Bluebirds, Blue Skies
Blue skies Smiling at me
Nothing but blue skies Do I see
Bluebirds Singing a song
Nothing but bluebirds All day long
– Irving Berlin, Blue Skies, 1927
It’s nesting time at Little Piney with lots of activity on the nest box trail!
In a courting ritual, Mr. Bluebird tries to persuade Mrs. Bluebird to accept the house he has chosen. She will only agree on a place that feels warm, dry, and safe to her, and signals her choice by flying away when displeased. The house hunting pair below were photographed a few weeks ago They didn’t choose this box, but four other boxes host completed nests.
Below, Mrs. Bluebird is checking the view through a 1 1/2 inch entry hole. The entry is as small as possible to keep cowbirds and other undesirables out. The square around the opening is added for a little extra protection against intruders’ reach.

═══

## EXERCISES TO COMPLETE
A) Answer these questions from the bluebird passage:
(i) What year accompanies the song lyrics?
(ii) How many boxes host completed nests?
(iii) How wide is the entry hole?
B) Update the bluebird passage from "Below, Mrs. Bluebird" up to and including "against intruders’ reach.", putting "sparrows" where it has "cowbirds".
C) Name every quality that the bluebird passage says a place must feel like to Mrs. Bluebird before she will agree on it.
The listing after this point is separate material with no connection to the bluebird passage.

## INFORMATION SUPPLIED
═══

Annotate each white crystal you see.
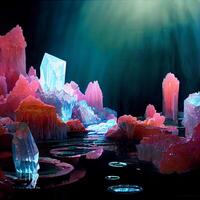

═══

## EXERCISE RESULTS
A)
(i) 1927
(ii) Four
(iii) 1 1/2 inch

B)
Below, Mrs. Bluebird is checking the view through a 1 1/2 inch entry hole. The entry is as small as possible to keep sparrows and other undesirables out. The square around the opening is added for a little extra protection against intruders’ reach.

C) Warm, dry, and safe.